▶ Exercise goal
Please copy out every line in the entries that includes the word "before".

Extracted data entries
══════════
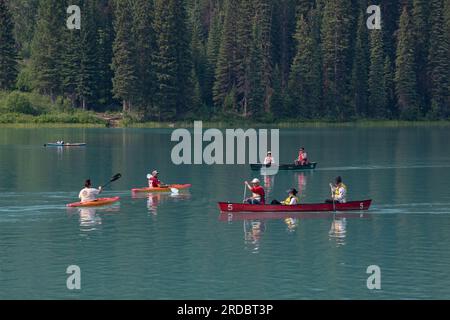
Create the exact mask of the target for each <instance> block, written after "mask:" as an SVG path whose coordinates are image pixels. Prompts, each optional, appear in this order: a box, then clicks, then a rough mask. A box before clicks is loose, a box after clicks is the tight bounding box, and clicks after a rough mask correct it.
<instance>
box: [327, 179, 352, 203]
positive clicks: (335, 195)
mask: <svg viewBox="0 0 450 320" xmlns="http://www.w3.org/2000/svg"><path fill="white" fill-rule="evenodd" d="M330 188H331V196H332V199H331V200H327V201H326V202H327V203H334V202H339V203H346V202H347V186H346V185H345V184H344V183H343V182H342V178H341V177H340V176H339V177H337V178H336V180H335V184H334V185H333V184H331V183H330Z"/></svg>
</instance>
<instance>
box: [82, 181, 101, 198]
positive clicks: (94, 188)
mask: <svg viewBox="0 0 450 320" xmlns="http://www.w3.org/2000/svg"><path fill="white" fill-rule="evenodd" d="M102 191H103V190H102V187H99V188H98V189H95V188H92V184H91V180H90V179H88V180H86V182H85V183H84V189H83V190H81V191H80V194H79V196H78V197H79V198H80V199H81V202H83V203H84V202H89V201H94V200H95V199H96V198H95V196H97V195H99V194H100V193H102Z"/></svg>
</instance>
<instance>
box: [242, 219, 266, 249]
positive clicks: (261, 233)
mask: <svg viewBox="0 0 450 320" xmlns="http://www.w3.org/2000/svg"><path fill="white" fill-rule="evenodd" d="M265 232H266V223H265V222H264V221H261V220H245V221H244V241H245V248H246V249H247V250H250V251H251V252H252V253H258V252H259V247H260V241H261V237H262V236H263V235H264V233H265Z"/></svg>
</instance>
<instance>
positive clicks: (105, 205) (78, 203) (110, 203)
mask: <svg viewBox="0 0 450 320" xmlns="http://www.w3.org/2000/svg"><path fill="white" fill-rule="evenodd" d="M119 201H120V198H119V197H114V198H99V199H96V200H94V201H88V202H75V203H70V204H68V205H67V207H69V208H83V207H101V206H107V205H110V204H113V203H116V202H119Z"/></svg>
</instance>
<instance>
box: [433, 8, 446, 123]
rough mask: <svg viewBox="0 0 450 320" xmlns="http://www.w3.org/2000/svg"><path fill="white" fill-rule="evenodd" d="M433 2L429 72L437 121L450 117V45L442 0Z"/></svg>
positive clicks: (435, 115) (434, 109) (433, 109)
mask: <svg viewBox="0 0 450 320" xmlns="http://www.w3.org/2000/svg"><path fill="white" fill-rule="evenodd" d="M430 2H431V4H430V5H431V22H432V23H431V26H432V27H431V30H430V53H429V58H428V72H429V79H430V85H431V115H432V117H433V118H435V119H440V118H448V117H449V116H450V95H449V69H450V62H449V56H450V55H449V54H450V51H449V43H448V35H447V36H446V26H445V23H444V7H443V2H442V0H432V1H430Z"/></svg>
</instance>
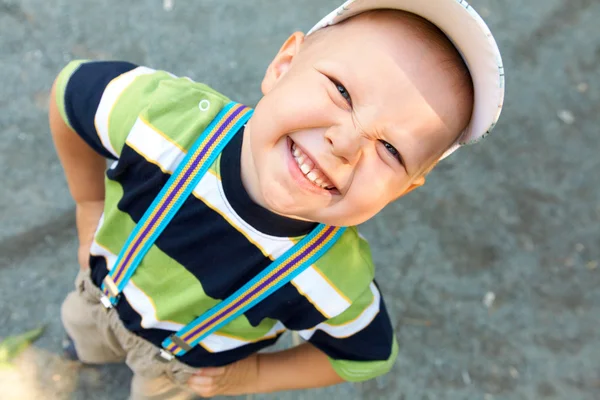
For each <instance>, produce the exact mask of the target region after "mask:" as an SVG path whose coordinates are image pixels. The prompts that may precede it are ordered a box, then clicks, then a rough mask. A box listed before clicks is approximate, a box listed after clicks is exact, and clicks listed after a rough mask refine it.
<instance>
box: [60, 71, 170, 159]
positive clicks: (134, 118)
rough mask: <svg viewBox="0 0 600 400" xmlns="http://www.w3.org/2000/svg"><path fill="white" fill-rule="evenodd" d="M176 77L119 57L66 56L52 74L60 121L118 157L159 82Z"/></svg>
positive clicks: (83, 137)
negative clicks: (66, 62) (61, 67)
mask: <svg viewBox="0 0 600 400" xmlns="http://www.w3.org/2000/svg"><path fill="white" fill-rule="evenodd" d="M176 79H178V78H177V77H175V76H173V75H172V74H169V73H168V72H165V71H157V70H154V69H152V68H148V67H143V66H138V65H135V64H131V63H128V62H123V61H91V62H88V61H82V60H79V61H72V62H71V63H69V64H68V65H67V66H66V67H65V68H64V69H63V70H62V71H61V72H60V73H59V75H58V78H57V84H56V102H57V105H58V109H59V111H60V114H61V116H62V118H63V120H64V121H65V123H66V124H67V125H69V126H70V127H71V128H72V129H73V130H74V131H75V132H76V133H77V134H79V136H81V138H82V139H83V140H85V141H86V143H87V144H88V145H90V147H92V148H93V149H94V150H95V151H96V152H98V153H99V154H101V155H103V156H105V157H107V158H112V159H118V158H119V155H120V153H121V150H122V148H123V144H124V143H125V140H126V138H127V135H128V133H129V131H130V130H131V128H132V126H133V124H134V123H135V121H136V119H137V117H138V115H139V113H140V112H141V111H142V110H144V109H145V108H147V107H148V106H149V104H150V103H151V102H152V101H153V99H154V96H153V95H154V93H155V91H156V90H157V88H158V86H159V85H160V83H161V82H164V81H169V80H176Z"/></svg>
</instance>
══════════
▶ Task solution
Create the exact mask of the target for each <instance> block, written after "mask:" as an SVG path whose coordinates are image pixels. Prompts, each optional, appear in this order: a box, then clicks, then a rough mask. A box before clicks is loose, a box after clicks is the tight bounding box, and clicks after a rough mask correct it.
For each <instance>, produce the exact mask of the target region after "mask:" as an SVG path whose coordinates are image pixels. The prompts that may precede it are ordered a box, then clicks, then a rough mask. A box listed before clicks is approximate, a box listed after clicks is exact, and clicks listed after a rough mask refine it.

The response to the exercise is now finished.